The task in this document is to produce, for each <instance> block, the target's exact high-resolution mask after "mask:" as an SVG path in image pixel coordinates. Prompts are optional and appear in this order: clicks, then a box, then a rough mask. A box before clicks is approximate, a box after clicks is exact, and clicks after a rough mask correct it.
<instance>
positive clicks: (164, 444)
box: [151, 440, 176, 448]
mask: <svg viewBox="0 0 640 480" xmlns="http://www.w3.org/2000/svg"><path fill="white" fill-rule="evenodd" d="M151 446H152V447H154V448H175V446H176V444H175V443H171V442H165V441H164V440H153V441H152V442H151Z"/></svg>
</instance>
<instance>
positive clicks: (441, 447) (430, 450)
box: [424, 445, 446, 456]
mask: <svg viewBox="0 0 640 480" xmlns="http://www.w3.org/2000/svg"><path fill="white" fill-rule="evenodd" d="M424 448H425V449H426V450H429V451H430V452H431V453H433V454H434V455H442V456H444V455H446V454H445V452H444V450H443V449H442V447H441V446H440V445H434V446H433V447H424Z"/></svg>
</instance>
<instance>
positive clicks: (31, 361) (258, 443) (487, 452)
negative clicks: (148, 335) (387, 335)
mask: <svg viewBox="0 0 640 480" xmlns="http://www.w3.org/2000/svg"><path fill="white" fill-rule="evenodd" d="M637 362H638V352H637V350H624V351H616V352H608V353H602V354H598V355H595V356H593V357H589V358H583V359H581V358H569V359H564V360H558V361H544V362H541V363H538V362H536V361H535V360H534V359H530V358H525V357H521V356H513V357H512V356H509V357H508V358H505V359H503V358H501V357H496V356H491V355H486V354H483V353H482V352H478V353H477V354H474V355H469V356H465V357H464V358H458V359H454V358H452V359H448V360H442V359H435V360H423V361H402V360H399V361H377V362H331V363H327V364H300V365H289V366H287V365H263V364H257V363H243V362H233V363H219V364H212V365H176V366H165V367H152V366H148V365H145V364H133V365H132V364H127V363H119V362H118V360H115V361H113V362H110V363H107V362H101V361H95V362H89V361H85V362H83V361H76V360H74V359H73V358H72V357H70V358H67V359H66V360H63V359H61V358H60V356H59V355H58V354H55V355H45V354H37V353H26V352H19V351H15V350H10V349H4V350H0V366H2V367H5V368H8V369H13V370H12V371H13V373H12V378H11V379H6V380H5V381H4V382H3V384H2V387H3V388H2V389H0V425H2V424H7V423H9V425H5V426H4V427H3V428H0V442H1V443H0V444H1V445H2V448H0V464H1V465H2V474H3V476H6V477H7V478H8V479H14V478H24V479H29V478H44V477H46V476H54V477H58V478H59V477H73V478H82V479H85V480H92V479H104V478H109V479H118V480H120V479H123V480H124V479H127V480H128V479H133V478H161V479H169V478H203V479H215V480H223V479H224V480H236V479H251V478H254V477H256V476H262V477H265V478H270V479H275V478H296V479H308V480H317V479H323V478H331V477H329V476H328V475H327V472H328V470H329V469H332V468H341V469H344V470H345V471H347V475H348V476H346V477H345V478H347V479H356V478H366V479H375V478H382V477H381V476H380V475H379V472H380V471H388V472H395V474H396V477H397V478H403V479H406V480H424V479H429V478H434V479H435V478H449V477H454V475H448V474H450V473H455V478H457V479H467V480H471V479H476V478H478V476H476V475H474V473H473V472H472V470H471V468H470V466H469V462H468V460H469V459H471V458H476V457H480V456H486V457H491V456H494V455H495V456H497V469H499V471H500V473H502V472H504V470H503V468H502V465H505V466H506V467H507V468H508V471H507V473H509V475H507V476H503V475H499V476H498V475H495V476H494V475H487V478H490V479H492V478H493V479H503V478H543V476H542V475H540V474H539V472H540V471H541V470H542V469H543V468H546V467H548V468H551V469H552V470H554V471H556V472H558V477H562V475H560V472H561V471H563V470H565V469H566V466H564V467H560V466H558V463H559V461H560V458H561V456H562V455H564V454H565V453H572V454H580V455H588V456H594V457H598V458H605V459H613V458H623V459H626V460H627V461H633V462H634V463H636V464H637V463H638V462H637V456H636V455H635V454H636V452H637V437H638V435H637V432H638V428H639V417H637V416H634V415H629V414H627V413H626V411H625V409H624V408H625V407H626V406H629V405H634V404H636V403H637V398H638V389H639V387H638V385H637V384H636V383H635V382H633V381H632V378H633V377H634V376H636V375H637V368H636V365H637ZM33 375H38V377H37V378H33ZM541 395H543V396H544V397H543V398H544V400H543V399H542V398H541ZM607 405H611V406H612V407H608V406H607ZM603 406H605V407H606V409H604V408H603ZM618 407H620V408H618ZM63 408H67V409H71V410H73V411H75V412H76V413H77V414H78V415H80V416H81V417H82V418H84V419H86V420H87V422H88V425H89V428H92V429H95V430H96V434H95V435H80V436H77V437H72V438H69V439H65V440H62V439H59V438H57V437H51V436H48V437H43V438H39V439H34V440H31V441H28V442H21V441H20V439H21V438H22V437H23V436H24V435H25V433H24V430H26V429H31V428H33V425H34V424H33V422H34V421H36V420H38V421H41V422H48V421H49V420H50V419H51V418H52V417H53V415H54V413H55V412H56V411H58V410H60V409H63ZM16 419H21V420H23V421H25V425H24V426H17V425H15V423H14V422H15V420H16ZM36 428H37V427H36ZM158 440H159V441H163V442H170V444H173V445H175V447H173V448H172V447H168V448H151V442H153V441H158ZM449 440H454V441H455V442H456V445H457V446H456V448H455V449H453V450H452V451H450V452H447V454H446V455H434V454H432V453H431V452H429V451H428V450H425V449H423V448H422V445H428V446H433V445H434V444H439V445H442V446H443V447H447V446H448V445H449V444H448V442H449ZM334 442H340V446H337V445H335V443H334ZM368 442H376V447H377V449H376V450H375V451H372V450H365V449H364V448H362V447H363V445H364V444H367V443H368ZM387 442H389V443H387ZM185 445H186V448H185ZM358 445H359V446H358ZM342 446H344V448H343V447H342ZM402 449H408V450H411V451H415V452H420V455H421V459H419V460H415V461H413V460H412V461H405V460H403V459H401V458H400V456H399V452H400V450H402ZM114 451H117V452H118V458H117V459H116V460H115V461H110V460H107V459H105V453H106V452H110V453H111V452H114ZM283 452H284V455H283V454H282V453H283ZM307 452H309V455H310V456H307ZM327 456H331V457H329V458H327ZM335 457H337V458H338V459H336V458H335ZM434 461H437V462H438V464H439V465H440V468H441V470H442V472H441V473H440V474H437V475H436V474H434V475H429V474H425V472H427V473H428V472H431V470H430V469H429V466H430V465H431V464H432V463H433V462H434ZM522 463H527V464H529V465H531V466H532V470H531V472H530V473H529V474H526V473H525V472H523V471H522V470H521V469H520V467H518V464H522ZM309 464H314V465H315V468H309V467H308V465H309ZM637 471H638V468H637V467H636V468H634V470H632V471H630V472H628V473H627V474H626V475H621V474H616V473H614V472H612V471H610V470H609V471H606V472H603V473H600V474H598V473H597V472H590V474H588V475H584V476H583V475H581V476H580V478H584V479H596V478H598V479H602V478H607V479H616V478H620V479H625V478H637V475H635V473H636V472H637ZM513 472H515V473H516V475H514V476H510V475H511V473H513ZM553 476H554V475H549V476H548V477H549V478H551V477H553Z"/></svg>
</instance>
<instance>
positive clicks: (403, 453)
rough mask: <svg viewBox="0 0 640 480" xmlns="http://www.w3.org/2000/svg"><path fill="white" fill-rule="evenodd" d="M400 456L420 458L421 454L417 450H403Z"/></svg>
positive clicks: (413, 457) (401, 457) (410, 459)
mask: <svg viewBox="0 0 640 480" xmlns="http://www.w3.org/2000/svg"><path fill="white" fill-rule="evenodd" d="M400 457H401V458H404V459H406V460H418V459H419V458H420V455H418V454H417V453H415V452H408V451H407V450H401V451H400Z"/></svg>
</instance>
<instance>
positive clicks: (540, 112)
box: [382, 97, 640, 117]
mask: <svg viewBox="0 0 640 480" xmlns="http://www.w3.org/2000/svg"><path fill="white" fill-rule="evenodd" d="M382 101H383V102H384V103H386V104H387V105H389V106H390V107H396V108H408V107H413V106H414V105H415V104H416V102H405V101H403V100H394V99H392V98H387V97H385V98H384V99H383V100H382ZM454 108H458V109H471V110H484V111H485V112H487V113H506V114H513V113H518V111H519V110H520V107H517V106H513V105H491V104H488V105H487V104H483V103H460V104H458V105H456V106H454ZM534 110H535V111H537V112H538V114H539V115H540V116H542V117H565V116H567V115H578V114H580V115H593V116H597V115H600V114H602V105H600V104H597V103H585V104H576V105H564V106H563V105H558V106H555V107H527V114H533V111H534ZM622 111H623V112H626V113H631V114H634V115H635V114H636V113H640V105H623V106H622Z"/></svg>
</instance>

=== PROBLEM STATEMENT ===
Exactly as written, reproduce the lines of the data above from the first line through the line where "positive clicks: (441, 447) (430, 450)" appears.

=== ANSWER ===
The task in this document is to produce, for each <instance> block, the target's exact high-resolution mask after "mask:" as an SVG path in image pixel coordinates. Prompts are optional and appear in this order: clicks, then a box, then a rough mask. A box before clicks is approximate, a box after clicks is exact, and clicks after a rough mask correct it.
<instance>
positive clicks: (164, 444)
box: [151, 440, 176, 448]
mask: <svg viewBox="0 0 640 480" xmlns="http://www.w3.org/2000/svg"><path fill="white" fill-rule="evenodd" d="M151 446H152V447H154V448H175V446H176V444H175V443H171V442H165V441H164V440H153V441H152V442H151Z"/></svg>
</instance>
<instance>
positive clicks: (441, 447) (430, 450)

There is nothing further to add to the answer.